### [TASK TO COMPLETE]
This exercise needs the complete data reproduced exactly.

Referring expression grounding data
═══

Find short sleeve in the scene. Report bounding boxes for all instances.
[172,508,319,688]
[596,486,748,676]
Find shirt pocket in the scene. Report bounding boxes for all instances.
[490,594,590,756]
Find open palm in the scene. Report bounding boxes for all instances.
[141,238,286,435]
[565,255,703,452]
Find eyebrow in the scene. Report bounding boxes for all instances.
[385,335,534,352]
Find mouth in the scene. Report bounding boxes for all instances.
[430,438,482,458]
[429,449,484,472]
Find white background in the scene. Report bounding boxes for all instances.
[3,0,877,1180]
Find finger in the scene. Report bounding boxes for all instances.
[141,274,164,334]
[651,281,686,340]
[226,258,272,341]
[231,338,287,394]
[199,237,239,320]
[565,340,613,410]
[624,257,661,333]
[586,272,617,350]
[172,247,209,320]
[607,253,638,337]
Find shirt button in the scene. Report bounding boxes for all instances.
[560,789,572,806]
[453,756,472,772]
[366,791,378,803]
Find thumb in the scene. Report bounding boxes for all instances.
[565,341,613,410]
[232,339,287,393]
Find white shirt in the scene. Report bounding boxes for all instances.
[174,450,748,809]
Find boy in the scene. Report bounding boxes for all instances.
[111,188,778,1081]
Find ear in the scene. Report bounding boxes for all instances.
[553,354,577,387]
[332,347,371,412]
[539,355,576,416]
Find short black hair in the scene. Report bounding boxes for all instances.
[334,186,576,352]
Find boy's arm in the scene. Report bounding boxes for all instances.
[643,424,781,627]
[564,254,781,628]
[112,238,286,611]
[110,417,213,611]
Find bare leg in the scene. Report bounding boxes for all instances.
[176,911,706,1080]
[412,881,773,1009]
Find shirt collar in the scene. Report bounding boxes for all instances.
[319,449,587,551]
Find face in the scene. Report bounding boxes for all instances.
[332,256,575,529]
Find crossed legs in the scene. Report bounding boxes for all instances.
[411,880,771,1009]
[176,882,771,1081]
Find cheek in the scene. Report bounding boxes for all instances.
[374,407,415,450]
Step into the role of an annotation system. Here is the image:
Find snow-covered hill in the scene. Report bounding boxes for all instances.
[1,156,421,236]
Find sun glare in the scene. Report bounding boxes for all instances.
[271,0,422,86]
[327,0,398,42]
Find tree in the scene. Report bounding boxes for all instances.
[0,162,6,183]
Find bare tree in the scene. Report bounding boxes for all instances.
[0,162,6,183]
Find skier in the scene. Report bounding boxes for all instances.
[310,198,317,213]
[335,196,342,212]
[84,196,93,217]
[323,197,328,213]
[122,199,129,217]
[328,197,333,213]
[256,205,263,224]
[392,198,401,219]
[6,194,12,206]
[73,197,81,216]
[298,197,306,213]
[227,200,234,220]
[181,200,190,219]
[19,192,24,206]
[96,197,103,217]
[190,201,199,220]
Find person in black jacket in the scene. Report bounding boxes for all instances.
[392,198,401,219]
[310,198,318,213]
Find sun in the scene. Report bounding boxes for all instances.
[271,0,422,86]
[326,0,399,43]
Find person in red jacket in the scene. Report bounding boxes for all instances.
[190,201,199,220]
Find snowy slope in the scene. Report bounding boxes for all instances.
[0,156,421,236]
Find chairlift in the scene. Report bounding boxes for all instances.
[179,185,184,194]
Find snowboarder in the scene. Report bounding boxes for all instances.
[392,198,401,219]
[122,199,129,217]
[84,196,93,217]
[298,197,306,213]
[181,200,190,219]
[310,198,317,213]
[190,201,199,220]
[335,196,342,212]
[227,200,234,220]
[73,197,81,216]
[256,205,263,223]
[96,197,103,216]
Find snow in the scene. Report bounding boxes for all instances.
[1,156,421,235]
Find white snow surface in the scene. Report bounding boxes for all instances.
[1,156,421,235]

═══

### [OUTPUT OF THE TASK]
Find short sleeve in the scene. Report bounding boxes for all instances.
[172,508,319,688]
[596,486,748,676]
Find shirt pocket in the scene. Report bounding boxes for all instances.
[490,594,590,756]
Find open palm in the scene. Report bounding boxes for all instances.
[141,238,286,435]
[565,255,703,452]
Find eyebrow in the scene. Report bounding boxes for all instances.
[385,335,534,352]
Find mouth in the scene. Report bounding boxes for all instances.
[430,438,482,458]
[429,449,484,472]
Find white background in the scene. Report bounding boxes for all instances.
[3,0,877,1180]
Find finger in the scene. Report bounding boxes for all instances.
[141,274,164,334]
[651,281,686,340]
[226,258,272,341]
[231,338,287,394]
[199,237,239,320]
[565,340,613,410]
[624,257,661,333]
[586,272,617,350]
[172,247,209,320]
[607,253,638,337]
Find shirt button in the scene. Report bounding boxes for all instances.
[560,789,572,806]
[453,756,472,772]
[366,791,378,803]
Find thumb in the scene. Report bounding boxes for all instances.
[565,341,613,410]
[232,339,287,393]
Find white shirt in the scene. Report bounding boxes for all instances.
[174,450,748,809]
Find boy in the scene. Report bounding boxes for all instances.
[111,188,778,1081]
Find ear in the scene. Report bounding boxes for all instances.
[553,354,577,387]
[332,347,371,412]
[539,355,576,416]
Find short black hair in the scene. Report bounding boxes for all instances.
[334,186,576,352]
Find boy's arm in the scene. Report bounding boxes for all instances.
[643,424,781,627]
[564,254,781,628]
[112,238,286,611]
[110,417,213,611]
Find bare leg in the scene. Report bounding boxes for all instances.
[176,911,706,1080]
[412,881,773,1009]
Find shirt collar in the scene. Report bounding boxes for all instances.
[319,449,587,551]
Find face in the scene. Report bounding boxes for all instances.
[332,256,575,529]
Find crossed legs in the scene. Report bounding boxes for all instances.
[411,880,771,1009]
[176,882,771,1081]
Find cheek in the scene. Report bounding boxes for all instances.
[374,407,415,450]
Step into the role of an annotation system. Here is the image:
Find snow-covered hill in the scene. Report bounding boxes for all instances.
[1,156,421,236]
Find sun glare in the scene. Report bounding boxes for all instances.
[271,0,422,86]
[327,0,398,42]
Find tree in the scene. Report bounding boxes for all instances.
[0,162,6,183]
Find bare tree in the scene. Report bounding boxes for all instances.
[0,162,6,183]
Find skier in the scene. Report bounding boxes for all instances.
[310,198,317,213]
[335,196,342,212]
[84,196,93,217]
[323,197,328,213]
[122,199,129,217]
[328,197,333,213]
[256,205,263,224]
[392,198,401,219]
[6,194,12,206]
[73,197,81,216]
[298,197,306,213]
[227,200,234,220]
[181,200,190,219]
[19,192,24,206]
[96,197,103,217]
[190,201,199,220]
Find person in black jacket in the scene. Report bounding boxes for all instances.
[392,198,401,219]
[310,198,318,213]
Find sun in the scene. Report bounding boxes for all instances.
[271,0,422,86]
[326,0,399,43]
Find person in red jacket in the scene. Report bounding boxes for all instances.
[190,201,199,220]
Find snowy slope in the scene. Report bounding boxes for all instances.
[0,156,421,236]
Find chairlift in the scene. Report bounding boxes for all instances.
[179,185,184,194]
Find snowboarder in the scene. Report bounding boxes for all instances.
[392,198,401,219]
[122,199,129,217]
[84,196,93,217]
[298,197,306,213]
[181,200,190,219]
[310,198,317,213]
[190,201,199,220]
[335,196,342,212]
[227,200,234,220]
[73,197,81,216]
[256,205,263,223]
[96,197,103,216]
Find snow in the scene. Report bounding boxes for all instances.
[1,156,421,235]
Find white snow surface in the scene. Report bounding boxes for all instances.
[1,156,421,235]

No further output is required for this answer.